SUPPLIED MATERIAL:
= = = = = = =
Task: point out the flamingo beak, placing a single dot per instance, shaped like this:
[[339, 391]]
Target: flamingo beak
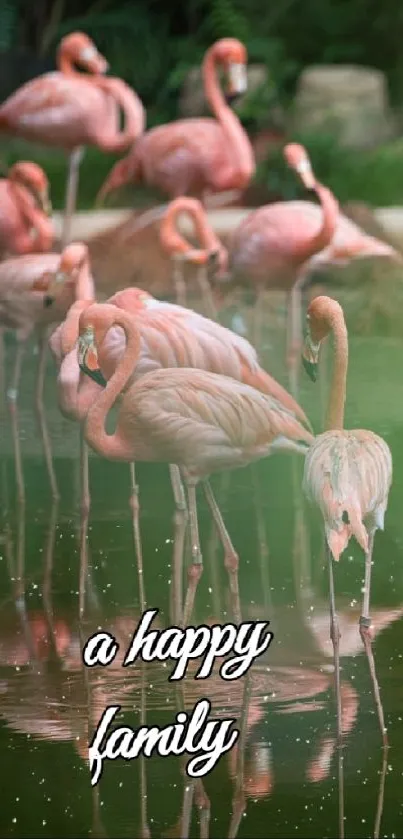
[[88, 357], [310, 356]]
= = = = = = =
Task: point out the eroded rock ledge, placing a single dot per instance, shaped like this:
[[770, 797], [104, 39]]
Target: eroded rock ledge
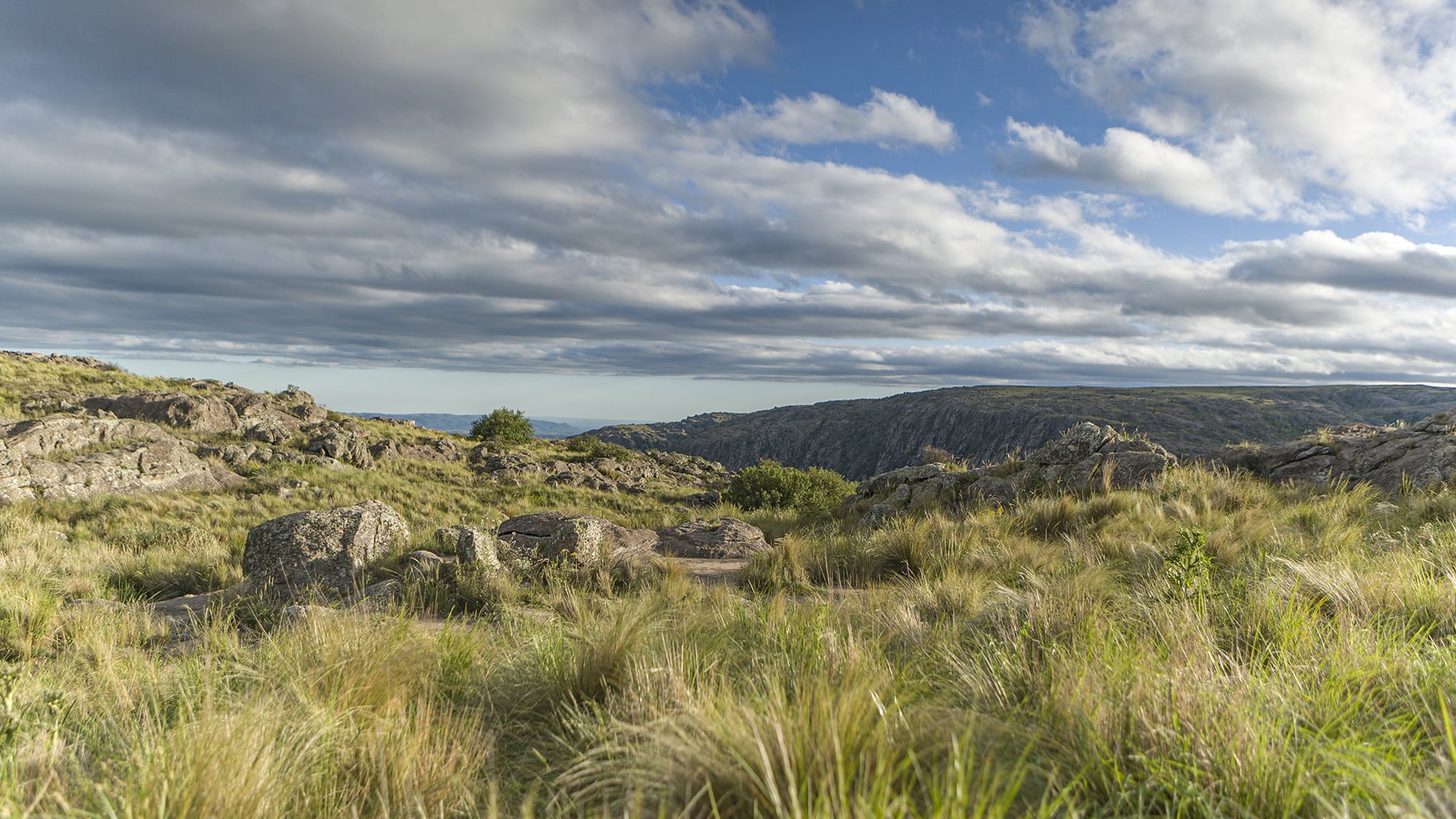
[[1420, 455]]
= = = = = = =
Arrange the stretch of material from the line that contains "Task: point out the flamingo" through the line that contains "[[88, 357], [310, 356]]" as a Markdown table with the columns Row and Entry. Number each line, skip any blank lines, and leave the pictures out.

WRITTEN ANSWER:
| Row | Entry |
|---|---|
| 1 | Task: point out the flamingo beak, placing a single dot per instance, shaped like this: |
| 2 | [[339, 391]] |
| 3 | Target: flamingo beak |
| 4 | [[88, 357], [310, 356]] |